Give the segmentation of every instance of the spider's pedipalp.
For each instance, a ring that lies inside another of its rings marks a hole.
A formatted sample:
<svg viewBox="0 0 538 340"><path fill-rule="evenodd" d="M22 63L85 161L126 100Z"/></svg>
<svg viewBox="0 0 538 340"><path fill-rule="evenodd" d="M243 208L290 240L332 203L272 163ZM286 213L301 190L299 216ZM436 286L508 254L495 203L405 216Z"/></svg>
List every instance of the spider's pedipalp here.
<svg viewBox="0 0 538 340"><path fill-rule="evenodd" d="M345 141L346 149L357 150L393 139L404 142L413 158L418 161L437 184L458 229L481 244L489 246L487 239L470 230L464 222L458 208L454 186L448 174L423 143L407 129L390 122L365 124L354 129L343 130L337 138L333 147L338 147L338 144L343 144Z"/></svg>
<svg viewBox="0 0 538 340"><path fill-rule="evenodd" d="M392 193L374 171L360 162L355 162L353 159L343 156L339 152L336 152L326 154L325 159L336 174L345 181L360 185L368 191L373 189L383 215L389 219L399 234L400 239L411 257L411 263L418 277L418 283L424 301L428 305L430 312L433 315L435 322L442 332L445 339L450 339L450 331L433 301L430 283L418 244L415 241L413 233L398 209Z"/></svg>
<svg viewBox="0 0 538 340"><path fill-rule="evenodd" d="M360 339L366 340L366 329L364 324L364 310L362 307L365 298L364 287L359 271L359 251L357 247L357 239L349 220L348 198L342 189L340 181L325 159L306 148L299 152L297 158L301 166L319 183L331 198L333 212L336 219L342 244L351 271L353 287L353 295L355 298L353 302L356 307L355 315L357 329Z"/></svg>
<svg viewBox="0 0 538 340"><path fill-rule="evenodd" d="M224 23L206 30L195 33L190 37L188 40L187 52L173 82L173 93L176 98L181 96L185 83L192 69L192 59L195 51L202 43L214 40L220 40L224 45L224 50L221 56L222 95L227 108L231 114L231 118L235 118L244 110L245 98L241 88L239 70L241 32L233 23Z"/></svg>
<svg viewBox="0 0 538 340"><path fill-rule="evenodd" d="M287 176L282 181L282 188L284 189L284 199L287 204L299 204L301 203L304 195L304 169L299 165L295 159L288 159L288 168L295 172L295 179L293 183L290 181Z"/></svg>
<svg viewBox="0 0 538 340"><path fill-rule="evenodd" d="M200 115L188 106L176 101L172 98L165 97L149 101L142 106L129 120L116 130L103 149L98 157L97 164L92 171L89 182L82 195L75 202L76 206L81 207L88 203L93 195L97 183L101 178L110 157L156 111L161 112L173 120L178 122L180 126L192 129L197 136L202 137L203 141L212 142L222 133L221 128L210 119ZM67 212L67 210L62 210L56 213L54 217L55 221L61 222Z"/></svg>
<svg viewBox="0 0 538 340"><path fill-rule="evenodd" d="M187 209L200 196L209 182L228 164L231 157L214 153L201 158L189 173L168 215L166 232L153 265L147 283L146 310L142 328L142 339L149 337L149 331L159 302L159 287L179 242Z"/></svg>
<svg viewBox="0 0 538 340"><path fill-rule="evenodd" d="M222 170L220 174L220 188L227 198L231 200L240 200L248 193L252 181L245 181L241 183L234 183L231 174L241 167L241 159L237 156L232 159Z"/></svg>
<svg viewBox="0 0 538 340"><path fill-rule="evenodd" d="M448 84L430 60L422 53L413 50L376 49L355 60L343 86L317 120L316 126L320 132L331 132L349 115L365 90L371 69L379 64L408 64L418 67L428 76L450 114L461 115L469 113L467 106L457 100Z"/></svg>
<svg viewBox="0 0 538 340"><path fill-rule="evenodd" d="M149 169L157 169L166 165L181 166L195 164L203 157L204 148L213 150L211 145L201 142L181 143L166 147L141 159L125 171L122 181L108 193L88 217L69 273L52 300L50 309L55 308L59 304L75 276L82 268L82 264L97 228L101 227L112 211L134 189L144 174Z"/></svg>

▶ Prompt
Could you copy every one of the records above word for word, leaving each line unchanged?

▶ Result of this exercise
Give the segmentation of every instance of the spider's pedipalp.
For each instance, a ring that lies inside another of its rings marks a hole.
A formatted sample:
<svg viewBox="0 0 538 340"><path fill-rule="evenodd" d="M22 63L85 161L126 100Z"/></svg>
<svg viewBox="0 0 538 340"><path fill-rule="evenodd" d="M243 208L290 240L332 203L272 163ZM286 213L301 190L299 216ZM436 286L508 254L495 203L405 216Z"/></svg>
List every instance of the spider's pedipalp here.
<svg viewBox="0 0 538 340"><path fill-rule="evenodd" d="M345 141L346 149L357 150L393 139L404 142L413 158L418 161L437 184L458 229L481 244L489 246L487 239L470 230L464 222L458 208L454 186L448 174L423 143L407 129L390 122L365 124L354 129L343 130L337 138L333 147L338 147L338 144L343 144Z"/></svg>
<svg viewBox="0 0 538 340"><path fill-rule="evenodd" d="M392 193L374 171L360 162L355 162L353 159L343 156L339 152L336 152L326 154L325 159L336 174L345 181L360 185L368 191L373 189L383 215L389 219L399 234L400 239L411 257L411 263L418 277L418 283L424 301L428 305L430 312L433 315L435 322L442 332L445 339L450 339L450 331L433 301L430 283L418 244L415 241L413 233L398 209Z"/></svg>
<svg viewBox="0 0 538 340"><path fill-rule="evenodd" d="M360 339L366 340L366 329L364 324L364 310L362 307L365 298L364 287L359 271L359 251L357 247L357 239L349 220L348 198L342 189L340 181L325 159L306 148L299 152L297 158L301 166L319 183L331 198L333 212L336 219L342 244L351 271L353 287L353 295L355 298L353 302L356 307L355 315L357 329Z"/></svg>
<svg viewBox="0 0 538 340"><path fill-rule="evenodd" d="M224 23L206 30L195 33L190 37L188 40L187 52L173 82L173 93L176 98L181 96L185 83L192 69L192 59L195 51L202 43L214 40L220 40L224 45L224 50L221 56L222 95L227 108L231 114L231 118L235 118L244 110L245 98L241 88L239 70L241 32L233 23Z"/></svg>
<svg viewBox="0 0 538 340"><path fill-rule="evenodd" d="M287 176L282 181L282 188L284 189L284 199L287 204L299 204L301 203L304 195L304 169L299 165L295 159L288 159L288 168L295 172L295 179L293 183L290 181Z"/></svg>
<svg viewBox="0 0 538 340"><path fill-rule="evenodd" d="M200 115L188 106L176 101L172 98L165 97L149 101L142 106L129 120L116 130L103 149L98 157L97 164L92 171L89 182L82 195L75 202L76 206L81 207L88 203L93 195L97 183L101 178L110 157L156 111L161 112L173 120L178 122L180 126L192 129L197 136L202 137L203 141L212 142L222 133L221 128L210 119ZM67 212L67 210L62 210L56 213L54 217L55 221L61 222Z"/></svg>
<svg viewBox="0 0 538 340"><path fill-rule="evenodd" d="M187 209L200 196L209 182L228 164L231 157L214 153L201 158L189 173L168 215L166 232L153 265L147 283L146 310L142 328L142 339L149 337L149 331L159 302L159 287L179 242Z"/></svg>
<svg viewBox="0 0 538 340"><path fill-rule="evenodd" d="M222 170L220 174L220 188L227 198L231 200L240 200L248 193L252 181L245 181L241 183L234 183L231 174L241 167L241 159L237 156L232 159Z"/></svg>
<svg viewBox="0 0 538 340"><path fill-rule="evenodd" d="M448 84L430 60L422 53L413 50L376 49L355 60L343 86L317 120L316 126L320 132L331 132L349 115L365 90L371 69L379 64L408 64L418 67L428 76L450 114L461 115L469 113L467 106L457 100Z"/></svg>
<svg viewBox="0 0 538 340"><path fill-rule="evenodd" d="M149 169L157 169L166 165L181 166L195 164L203 157L204 148L213 150L211 145L201 142L181 143L166 147L141 159L125 171L122 181L108 193L88 217L69 273L52 300L50 309L55 308L59 304L75 276L82 268L82 264L97 228L101 227L112 211L134 189L144 174Z"/></svg>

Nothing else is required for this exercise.